*About this exercise*
Continue the forum thread about poor fish care in pet stores, starting after its final post.

*Study text*
# Bad petstore



## ChoclateBetta (Jul 22, 2012)

what is the worst aquatic petcare you have seen Fiddler crabs in fresshwater or terrible things being sold as betta houses.


----------



## Jupiter (Aug 30, 2009)

Just went to it today. :/ 

The place looked and smelled like a total dump, fish were not taken well care of at all...the worst was that they have 3 small bowls, maybe about .5 gallons, with goldfish in front of the cash register. 

I may knock on Petsmart sometimes but at least the place is clean and most of the time the animals aren't in bad shape.


----------



## ChoclateBetta (Jul 22, 2012)

that sounds terrible the cheap fish always die first. Thank you for posting.


----------



## ChoclateBetta (Jul 22, 2012)

Please post stories.


----------



## Sceven (May 22, 2012)

I actually went to a wal-mart the other day, now I see goldies all the time there but I have never seen bettas, and I was thankful for that. But there they where in cups half the size of the ones at Petsmart, I really could not believe that people would think it was sufficient! And whats worst 2 out of the five where dead, and had been for a long time, at least a day, and the other three had fin rot. REALLY? My husband had to drag me out of the store, I was out for blood. Lets just say I don't think the manager will be treating fish like that anymore. At least I hope not, I have not been back yet.


----------



## ChoclateBetta (Jul 22, 2012)

it is dumb when people go oh my Betta lived a year or two years even though a well cared for lives 7-8 years or my goldfish lived a year even though a well cared for goldfish can live 20 years and the record is 43.

(Descriptions of regions in natural language)
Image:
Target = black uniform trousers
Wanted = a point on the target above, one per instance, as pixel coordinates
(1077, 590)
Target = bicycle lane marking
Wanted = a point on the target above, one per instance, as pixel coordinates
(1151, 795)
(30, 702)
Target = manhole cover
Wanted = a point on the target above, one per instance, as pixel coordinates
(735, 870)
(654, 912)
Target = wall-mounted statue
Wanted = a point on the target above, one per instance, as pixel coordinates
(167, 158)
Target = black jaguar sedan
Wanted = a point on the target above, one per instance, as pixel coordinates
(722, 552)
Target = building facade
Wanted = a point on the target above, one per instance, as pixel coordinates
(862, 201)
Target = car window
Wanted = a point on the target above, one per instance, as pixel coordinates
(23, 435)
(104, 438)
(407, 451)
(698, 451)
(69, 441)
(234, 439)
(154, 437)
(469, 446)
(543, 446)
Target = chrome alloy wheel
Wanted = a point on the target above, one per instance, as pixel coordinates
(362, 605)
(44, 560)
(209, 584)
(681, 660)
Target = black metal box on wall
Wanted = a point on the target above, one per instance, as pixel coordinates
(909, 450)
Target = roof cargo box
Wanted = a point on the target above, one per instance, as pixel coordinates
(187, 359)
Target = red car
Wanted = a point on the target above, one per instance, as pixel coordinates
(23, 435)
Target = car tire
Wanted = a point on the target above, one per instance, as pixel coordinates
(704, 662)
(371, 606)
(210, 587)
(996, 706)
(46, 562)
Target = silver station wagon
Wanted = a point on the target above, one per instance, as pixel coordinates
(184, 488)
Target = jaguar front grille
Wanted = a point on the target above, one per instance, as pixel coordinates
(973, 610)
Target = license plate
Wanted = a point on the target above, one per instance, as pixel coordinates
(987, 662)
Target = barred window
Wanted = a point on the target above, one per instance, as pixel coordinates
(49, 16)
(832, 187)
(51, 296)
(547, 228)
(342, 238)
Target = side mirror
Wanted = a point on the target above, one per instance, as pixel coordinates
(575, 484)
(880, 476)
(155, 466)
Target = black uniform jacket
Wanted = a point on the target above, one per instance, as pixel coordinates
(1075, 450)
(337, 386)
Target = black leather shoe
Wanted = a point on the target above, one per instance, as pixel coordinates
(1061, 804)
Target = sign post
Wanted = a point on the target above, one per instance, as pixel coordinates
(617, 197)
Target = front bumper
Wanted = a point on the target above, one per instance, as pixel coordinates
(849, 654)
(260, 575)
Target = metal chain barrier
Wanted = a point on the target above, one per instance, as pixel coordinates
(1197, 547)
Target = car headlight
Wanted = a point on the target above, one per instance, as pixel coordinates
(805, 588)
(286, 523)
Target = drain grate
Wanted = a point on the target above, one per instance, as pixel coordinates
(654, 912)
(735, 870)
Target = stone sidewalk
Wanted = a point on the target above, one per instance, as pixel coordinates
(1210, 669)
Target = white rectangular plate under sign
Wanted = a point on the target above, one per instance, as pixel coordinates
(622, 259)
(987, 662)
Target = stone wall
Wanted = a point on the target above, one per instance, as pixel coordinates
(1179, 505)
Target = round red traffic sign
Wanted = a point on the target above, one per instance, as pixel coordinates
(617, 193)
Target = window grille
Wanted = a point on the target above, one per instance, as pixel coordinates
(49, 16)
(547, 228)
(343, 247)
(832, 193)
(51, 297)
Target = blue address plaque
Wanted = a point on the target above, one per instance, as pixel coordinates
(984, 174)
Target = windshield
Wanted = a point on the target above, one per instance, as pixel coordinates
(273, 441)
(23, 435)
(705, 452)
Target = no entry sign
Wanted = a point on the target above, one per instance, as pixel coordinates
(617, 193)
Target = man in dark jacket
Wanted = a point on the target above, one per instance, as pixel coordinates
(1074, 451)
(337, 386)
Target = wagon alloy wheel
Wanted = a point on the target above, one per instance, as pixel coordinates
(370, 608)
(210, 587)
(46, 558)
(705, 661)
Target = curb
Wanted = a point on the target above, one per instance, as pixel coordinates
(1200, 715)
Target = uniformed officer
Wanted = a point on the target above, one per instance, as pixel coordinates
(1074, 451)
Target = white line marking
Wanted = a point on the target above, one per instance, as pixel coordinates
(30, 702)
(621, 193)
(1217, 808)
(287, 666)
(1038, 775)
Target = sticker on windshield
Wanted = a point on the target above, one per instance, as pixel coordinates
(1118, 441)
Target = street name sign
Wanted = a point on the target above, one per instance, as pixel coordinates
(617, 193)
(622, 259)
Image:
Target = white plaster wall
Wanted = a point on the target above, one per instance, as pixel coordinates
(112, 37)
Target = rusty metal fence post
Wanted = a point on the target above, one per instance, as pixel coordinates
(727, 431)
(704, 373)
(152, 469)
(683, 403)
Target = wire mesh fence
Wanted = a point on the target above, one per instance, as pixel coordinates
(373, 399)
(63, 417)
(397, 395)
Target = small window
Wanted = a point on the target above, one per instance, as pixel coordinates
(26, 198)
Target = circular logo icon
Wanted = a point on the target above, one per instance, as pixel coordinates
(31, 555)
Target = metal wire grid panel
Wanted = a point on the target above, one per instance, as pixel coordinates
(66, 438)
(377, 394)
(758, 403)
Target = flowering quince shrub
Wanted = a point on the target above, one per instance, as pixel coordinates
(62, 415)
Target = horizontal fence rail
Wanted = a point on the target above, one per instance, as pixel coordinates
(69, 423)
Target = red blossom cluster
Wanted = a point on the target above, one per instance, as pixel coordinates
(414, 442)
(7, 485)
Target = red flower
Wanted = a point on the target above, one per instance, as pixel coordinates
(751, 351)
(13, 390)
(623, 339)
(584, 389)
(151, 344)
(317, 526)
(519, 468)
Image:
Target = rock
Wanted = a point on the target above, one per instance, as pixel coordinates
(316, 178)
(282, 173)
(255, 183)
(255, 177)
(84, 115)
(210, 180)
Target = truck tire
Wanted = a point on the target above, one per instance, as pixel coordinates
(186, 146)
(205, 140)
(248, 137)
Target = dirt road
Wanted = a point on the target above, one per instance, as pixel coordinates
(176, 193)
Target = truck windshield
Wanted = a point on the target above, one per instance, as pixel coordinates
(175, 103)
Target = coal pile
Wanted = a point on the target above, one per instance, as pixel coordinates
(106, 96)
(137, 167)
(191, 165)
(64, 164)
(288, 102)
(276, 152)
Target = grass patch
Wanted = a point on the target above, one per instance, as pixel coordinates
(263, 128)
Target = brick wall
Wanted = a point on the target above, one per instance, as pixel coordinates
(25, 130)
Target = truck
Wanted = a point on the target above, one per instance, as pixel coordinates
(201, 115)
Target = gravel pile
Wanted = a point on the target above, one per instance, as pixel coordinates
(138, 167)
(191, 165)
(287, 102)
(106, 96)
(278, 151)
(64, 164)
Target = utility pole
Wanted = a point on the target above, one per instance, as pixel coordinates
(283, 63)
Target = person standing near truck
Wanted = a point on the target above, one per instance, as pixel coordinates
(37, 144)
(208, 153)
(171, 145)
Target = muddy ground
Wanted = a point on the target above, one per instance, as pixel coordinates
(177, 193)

*Reply*
----------



## copperarabian (Apr 27, 2011)

a small pet store that has been closed for several years. her fish where in dirty disgusting aquariums and took forever to sell.


----------



## ChoclateBetta (Jul 22, 2012)

glad it closed great stories people.


----------



## ChoclateBetta (Jul 22, 2012)

Hello


----------



## sarahspins (Sep 5, 2012)

Why do you keep bumping these up? Attention? I don't get it at all...


----------



## ChoclateBetta (Jul 22, 2012)

I like this thread.


----------



## Luimeril (Dec 29, 2010)

i don't see too much bad aquatic pet care at the pet store i shop at. worst is Tuesdays and Wednesday mornings. they get the new shipments of fish in Wednesday afternoon, so by then, the poor dears have been there a week. was just there last Wednesday, actually. to look at the price of gravel. saw my first ever dead betta. the other boys were understandably stressed, but their cups were clean.

now, back in the day.... when i first started betta keeping. it was pretty bad. i'd see dead fish a lot. dead goldfish, mainly. their saltwater's always been kept pretty good, though..


----------



## ChoclateBetta (Jul 22, 2012)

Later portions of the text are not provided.